EXERCISE TASK
Turn every line of the data below into a JSON list of strings, one string per line. Leave out blank lines and the pictures.

=-=-=-=-=

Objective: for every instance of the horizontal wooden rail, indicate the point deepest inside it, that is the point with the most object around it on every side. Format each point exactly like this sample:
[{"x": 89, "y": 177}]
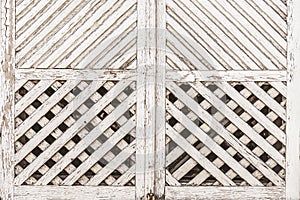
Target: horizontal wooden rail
[{"x": 180, "y": 76}]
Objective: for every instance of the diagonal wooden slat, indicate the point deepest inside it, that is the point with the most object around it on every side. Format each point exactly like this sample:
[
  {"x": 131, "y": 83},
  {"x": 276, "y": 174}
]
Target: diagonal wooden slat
[
  {"x": 246, "y": 105},
  {"x": 232, "y": 48},
  {"x": 42, "y": 110},
  {"x": 125, "y": 32},
  {"x": 269, "y": 101},
  {"x": 126, "y": 177},
  {"x": 96, "y": 108},
  {"x": 210, "y": 143},
  {"x": 202, "y": 160},
  {"x": 234, "y": 142},
  {"x": 113, "y": 164},
  {"x": 58, "y": 35},
  {"x": 242, "y": 125},
  {"x": 100, "y": 152},
  {"x": 33, "y": 94},
  {"x": 128, "y": 18},
  {"x": 86, "y": 141}
]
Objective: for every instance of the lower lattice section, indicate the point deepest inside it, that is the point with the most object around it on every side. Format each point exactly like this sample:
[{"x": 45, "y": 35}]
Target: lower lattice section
[
  {"x": 75, "y": 132},
  {"x": 226, "y": 133}
]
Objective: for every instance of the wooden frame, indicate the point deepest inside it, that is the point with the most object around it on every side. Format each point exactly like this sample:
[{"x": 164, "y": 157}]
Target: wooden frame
[
  {"x": 153, "y": 180},
  {"x": 7, "y": 57},
  {"x": 293, "y": 106}
]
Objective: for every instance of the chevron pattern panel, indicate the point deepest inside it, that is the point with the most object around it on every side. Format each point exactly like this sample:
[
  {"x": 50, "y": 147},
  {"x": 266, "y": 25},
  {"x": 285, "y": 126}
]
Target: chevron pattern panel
[
  {"x": 226, "y": 35},
  {"x": 77, "y": 34},
  {"x": 75, "y": 132}
]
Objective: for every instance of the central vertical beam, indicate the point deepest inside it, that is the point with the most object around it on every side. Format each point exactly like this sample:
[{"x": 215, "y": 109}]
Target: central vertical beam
[
  {"x": 7, "y": 61},
  {"x": 146, "y": 81},
  {"x": 293, "y": 102},
  {"x": 150, "y": 160}
]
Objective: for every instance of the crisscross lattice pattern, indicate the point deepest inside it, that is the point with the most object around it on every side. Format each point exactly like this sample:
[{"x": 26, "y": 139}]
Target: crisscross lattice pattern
[
  {"x": 226, "y": 133},
  {"x": 75, "y": 132}
]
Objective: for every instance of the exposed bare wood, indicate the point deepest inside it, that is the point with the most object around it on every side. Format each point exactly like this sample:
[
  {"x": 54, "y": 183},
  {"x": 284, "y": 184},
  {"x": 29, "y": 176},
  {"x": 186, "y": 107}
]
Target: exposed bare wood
[
  {"x": 220, "y": 193},
  {"x": 71, "y": 74},
  {"x": 293, "y": 107},
  {"x": 193, "y": 76},
  {"x": 7, "y": 60},
  {"x": 67, "y": 192}
]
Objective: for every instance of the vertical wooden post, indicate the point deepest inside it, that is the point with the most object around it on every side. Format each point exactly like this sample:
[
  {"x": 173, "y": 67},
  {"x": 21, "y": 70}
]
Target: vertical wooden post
[
  {"x": 293, "y": 102},
  {"x": 145, "y": 135},
  {"x": 160, "y": 128},
  {"x": 150, "y": 161},
  {"x": 7, "y": 98}
]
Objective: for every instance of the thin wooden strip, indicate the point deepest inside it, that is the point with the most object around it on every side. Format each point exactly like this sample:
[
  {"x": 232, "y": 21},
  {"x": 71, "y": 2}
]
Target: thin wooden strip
[
  {"x": 58, "y": 35},
  {"x": 113, "y": 164},
  {"x": 74, "y": 193},
  {"x": 32, "y": 28},
  {"x": 293, "y": 106},
  {"x": 256, "y": 114},
  {"x": 69, "y": 133},
  {"x": 19, "y": 82},
  {"x": 219, "y": 128},
  {"x": 106, "y": 24},
  {"x": 32, "y": 12},
  {"x": 68, "y": 41},
  {"x": 247, "y": 41},
  {"x": 126, "y": 17},
  {"x": 146, "y": 99},
  {"x": 7, "y": 66},
  {"x": 43, "y": 109},
  {"x": 171, "y": 180},
  {"x": 269, "y": 101},
  {"x": 259, "y": 23},
  {"x": 219, "y": 76},
  {"x": 176, "y": 16},
  {"x": 126, "y": 177},
  {"x": 72, "y": 74},
  {"x": 187, "y": 54},
  {"x": 221, "y": 193},
  {"x": 241, "y": 124},
  {"x": 100, "y": 152},
  {"x": 280, "y": 87},
  {"x": 269, "y": 15},
  {"x": 120, "y": 58},
  {"x": 160, "y": 94},
  {"x": 85, "y": 142},
  {"x": 232, "y": 48},
  {"x": 211, "y": 144},
  {"x": 202, "y": 160},
  {"x": 32, "y": 95}
]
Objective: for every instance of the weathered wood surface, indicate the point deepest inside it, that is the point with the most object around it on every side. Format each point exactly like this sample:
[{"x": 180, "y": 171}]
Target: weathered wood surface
[
  {"x": 293, "y": 107},
  {"x": 7, "y": 60},
  {"x": 73, "y": 192},
  {"x": 221, "y": 193}
]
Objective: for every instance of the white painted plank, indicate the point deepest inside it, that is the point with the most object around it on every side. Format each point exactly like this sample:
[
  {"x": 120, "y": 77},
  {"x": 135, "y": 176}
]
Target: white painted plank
[
  {"x": 74, "y": 192},
  {"x": 221, "y": 193},
  {"x": 218, "y": 75},
  {"x": 145, "y": 130},
  {"x": 71, "y": 74},
  {"x": 160, "y": 97},
  {"x": 7, "y": 65},
  {"x": 293, "y": 106}
]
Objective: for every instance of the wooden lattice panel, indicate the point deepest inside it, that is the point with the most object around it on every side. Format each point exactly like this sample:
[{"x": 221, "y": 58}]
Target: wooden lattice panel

=-=-=-=-=

REPLY TO THE TASK
[
  "Objective: for every instance of the horizontal wooden rail, indicate the point deepest inside it, that is the point with the most object around it on every side. Format each point exactly like this sample:",
  "[{\"x\": 89, \"y\": 177}]",
  "Target: horizontal wooden rail",
  "[{\"x\": 180, \"y\": 76}]",
  "Objective: for every instance of the diagonal wooden slat, indicate the point deepest inside it, that is the point with the most object around it on every side. Format each point exactly like this sample:",
  "[",
  "  {\"x\": 131, \"y\": 83},",
  "  {\"x\": 276, \"y\": 174}",
  "]",
  "Target: diagonal wooden slat",
  "[",
  "  {\"x\": 246, \"y\": 105},",
  "  {\"x\": 232, \"y\": 48},",
  "  {\"x\": 42, \"y\": 110},",
  "  {\"x\": 125, \"y\": 32},",
  "  {\"x\": 269, \"y\": 101},",
  "  {\"x\": 126, \"y\": 177},",
  "  {\"x\": 96, \"y\": 108},",
  "  {\"x\": 210, \"y\": 143},",
  "  {\"x\": 202, \"y\": 160},",
  "  {\"x\": 234, \"y\": 142},",
  "  {\"x\": 113, \"y\": 164},",
  "  {\"x\": 58, \"y\": 35},",
  "  {\"x\": 242, \"y\": 125},",
  "  {\"x\": 100, \"y\": 152},",
  "  {\"x\": 33, \"y\": 94},",
  "  {\"x\": 128, \"y\": 18},",
  "  {\"x\": 86, \"y\": 141}",
  "]",
  "Objective: for every instance of the lower lattice section, indicate the point deepest inside it, that is the point with the most object around it on every side. Format each point exactly like this sample:",
  "[{\"x\": 45, \"y\": 35}]",
  "Target: lower lattice section",
  "[",
  "  {\"x\": 75, \"y\": 132},",
  "  {\"x\": 226, \"y\": 133}",
  "]",
  "Objective: for every instance of the wooden frame, indicate the point deepest inside it, that is the point with the most object around it on every side. Format each point exactly like this sample:",
  "[{\"x\": 164, \"y\": 157}]",
  "Target: wooden frame",
  "[",
  "  {\"x\": 153, \"y\": 180},",
  "  {\"x\": 7, \"y\": 57},",
  "  {\"x\": 293, \"y\": 106}",
  "]",
  "Objective: for every instance of the chevron pattern panel, indicate the point deepest inside it, that is the point with the most object around it on every side. Format each point exactly like this sample:",
  "[",
  "  {\"x\": 50, \"y\": 147},",
  "  {\"x\": 266, \"y\": 25},",
  "  {\"x\": 285, \"y\": 126}",
  "]",
  "Target: chevron pattern panel",
  "[",
  "  {\"x\": 226, \"y\": 35},",
  "  {\"x\": 77, \"y\": 34},",
  "  {\"x\": 75, \"y\": 132}",
  "]",
  "Objective: for every instance of the central vertical beam, indicate the point deepest inside it, that is the point with the most object around it on every side. Format each point exactly like this sample:",
  "[{\"x\": 215, \"y\": 109}]",
  "Target: central vertical beam",
  "[",
  "  {\"x\": 7, \"y\": 61},",
  "  {\"x\": 146, \"y\": 81},",
  "  {\"x\": 293, \"y\": 102},",
  "  {\"x\": 150, \"y\": 160}",
  "]",
  "Objective: for every instance of the crisscross lattice pattern, indicate the point deepest inside it, that is the point with the most object around it on every side. Format each point exactly like this sample:",
  "[{\"x\": 26, \"y\": 139}]",
  "Target: crisscross lattice pattern",
  "[",
  "  {\"x\": 226, \"y\": 133},",
  "  {\"x\": 75, \"y\": 132}",
  "]",
  "Objective: for every instance of the exposed bare wood, indicate the point deepest inside it, that is the point with the most object around it on every side. Format each point exactly like this sample:",
  "[",
  "  {\"x\": 54, \"y\": 183},",
  "  {\"x\": 284, \"y\": 184},",
  "  {\"x\": 29, \"y\": 176},",
  "  {\"x\": 186, \"y\": 107}",
  "]",
  "Target: exposed bare wood",
  "[",
  "  {\"x\": 220, \"y\": 193},",
  "  {\"x\": 71, \"y\": 74},",
  "  {\"x\": 293, \"y\": 107},",
  "  {\"x\": 193, \"y\": 76},",
  "  {\"x\": 7, \"y\": 60},",
  "  {\"x\": 67, \"y\": 192}",
  "]",
  "Objective: for every instance of the vertical wooden post, indicate the point deepest inside it, that is the point with the most object around it on every side. Format each point exactly like this sample:",
  "[",
  "  {\"x\": 173, \"y\": 67},",
  "  {\"x\": 21, \"y\": 70}",
  "]",
  "Target: vertical wooden post",
  "[",
  "  {\"x\": 293, \"y\": 102},",
  "  {\"x\": 145, \"y\": 135},",
  "  {\"x\": 160, \"y\": 128},",
  "  {\"x\": 150, \"y\": 161},",
  "  {\"x\": 7, \"y\": 98}",
  "]",
  "Objective: for every instance of the thin wooden strip, indicate the point deepest inside it, that is the point with the most object around it on every side. Format each point exactly like this sample:",
  "[",
  "  {\"x\": 232, \"y\": 21},",
  "  {\"x\": 71, \"y\": 2}",
  "]",
  "Target: thin wooden strip",
  "[",
  "  {\"x\": 58, \"y\": 35},",
  "  {\"x\": 113, \"y\": 164},",
  "  {\"x\": 74, \"y\": 193},",
  "  {\"x\": 32, \"y\": 28},",
  "  {\"x\": 293, \"y\": 106},",
  "  {\"x\": 256, \"y\": 114},",
  "  {\"x\": 69, \"y\": 133},",
  "  {\"x\": 19, \"y\": 82},",
  "  {\"x\": 219, \"y\": 128},",
  "  {\"x\": 106, \"y\": 24},",
  "  {\"x\": 32, \"y\": 12},",
  "  {\"x\": 68, \"y\": 41},",
  "  {\"x\": 247, \"y\": 41},",
  "  {\"x\": 126, \"y\": 17},",
  "  {\"x\": 146, \"y\": 99},",
  "  {\"x\": 7, \"y\": 66},",
  "  {\"x\": 43, \"y\": 109},",
  "  {\"x\": 171, \"y\": 180},",
  "  {\"x\": 269, \"y\": 101},",
  "  {\"x\": 259, \"y\": 23},",
  "  {\"x\": 219, \"y\": 76},",
  "  {\"x\": 176, \"y\": 16},",
  "  {\"x\": 126, \"y\": 177},",
  "  {\"x\": 72, \"y\": 74},",
  "  {\"x\": 187, \"y\": 54},",
  "  {\"x\": 221, \"y\": 193},",
  "  {\"x\": 241, \"y\": 124},",
  "  {\"x\": 100, \"y\": 152},",
  "  {\"x\": 280, \"y\": 87},",
  "  {\"x\": 269, \"y\": 15},",
  "  {\"x\": 120, \"y\": 58},",
  "  {\"x\": 160, \"y\": 94},",
  "  {\"x\": 85, \"y\": 142},",
  "  {\"x\": 232, \"y\": 48},",
  "  {\"x\": 211, \"y\": 144},",
  "  {\"x\": 202, \"y\": 160},",
  "  {\"x\": 32, \"y\": 95}",
  "]",
  "Objective: for every instance of the weathered wood surface, indicate the point deepest inside it, that is the point with the most object around it on every side. Format each point exactly like this sample:",
  "[{\"x\": 180, \"y\": 171}]",
  "Target: weathered wood surface",
  "[",
  "  {\"x\": 293, \"y\": 107},",
  "  {\"x\": 7, \"y\": 60},",
  "  {\"x\": 73, \"y\": 192},",
  "  {\"x\": 221, \"y\": 193}",
  "]",
  "Objective: for every instance of the white painted plank, indicate the point deepest inside it, that is the point with the most object around it on every side. Format each point exactly like this sample:",
  "[",
  "  {\"x\": 120, \"y\": 77},",
  "  {\"x\": 135, \"y\": 176}",
  "]",
  "Target: white painted plank",
  "[",
  "  {\"x\": 74, \"y\": 192},",
  "  {\"x\": 221, \"y\": 193},",
  "  {\"x\": 218, \"y\": 75},",
  "  {\"x\": 145, \"y\": 130},",
  "  {\"x\": 71, \"y\": 74},",
  "  {\"x\": 160, \"y\": 97},",
  "  {\"x\": 7, \"y\": 65},",
  "  {\"x\": 293, \"y\": 106}",
  "]",
  "Objective: for every instance of the wooden lattice panel, indicate the point deepest inside it, that is the point with the most object around it on every side. Format each point exactly like this sample:",
  "[{\"x\": 221, \"y\": 58}]",
  "Target: wooden lattice panel"
]